* WORK TO BE COMPLETED:
Which lines in the entries below contain the string "glove"? Show each of them in full.

(Point-per-instance localization data)
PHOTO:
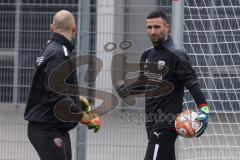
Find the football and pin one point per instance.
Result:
(186, 125)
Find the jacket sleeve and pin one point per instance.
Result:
(187, 74)
(55, 61)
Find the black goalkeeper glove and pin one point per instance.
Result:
(122, 89)
(203, 117)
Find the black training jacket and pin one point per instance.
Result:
(41, 100)
(174, 70)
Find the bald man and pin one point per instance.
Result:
(48, 133)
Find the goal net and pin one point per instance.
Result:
(212, 40)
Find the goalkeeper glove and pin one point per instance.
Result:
(122, 89)
(86, 107)
(203, 117)
(91, 120)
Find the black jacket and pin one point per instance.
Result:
(174, 70)
(41, 100)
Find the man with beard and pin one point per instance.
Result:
(48, 133)
(175, 70)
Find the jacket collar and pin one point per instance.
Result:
(63, 41)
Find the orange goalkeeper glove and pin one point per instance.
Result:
(91, 120)
(86, 107)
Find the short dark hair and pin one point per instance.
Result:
(158, 13)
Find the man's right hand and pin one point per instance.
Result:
(122, 89)
(91, 120)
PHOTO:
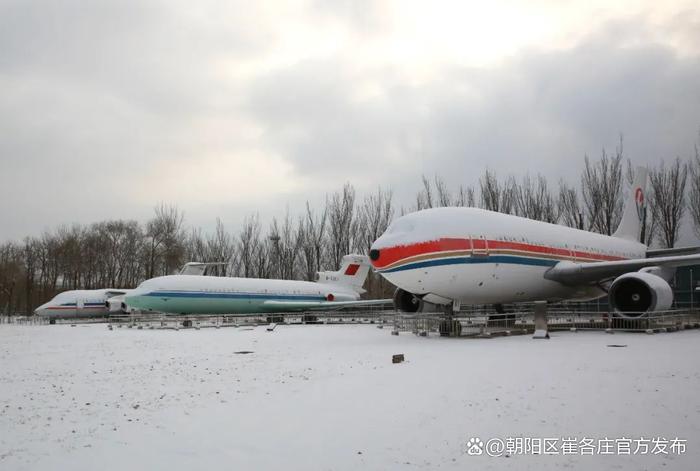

* TASK RESPONSE:
Find the black goalkeeper glove and pin one point per instance.
Find the goalkeeper glove and pin one point per instance.
Find the orange goalkeeper glove and pin one point per instance.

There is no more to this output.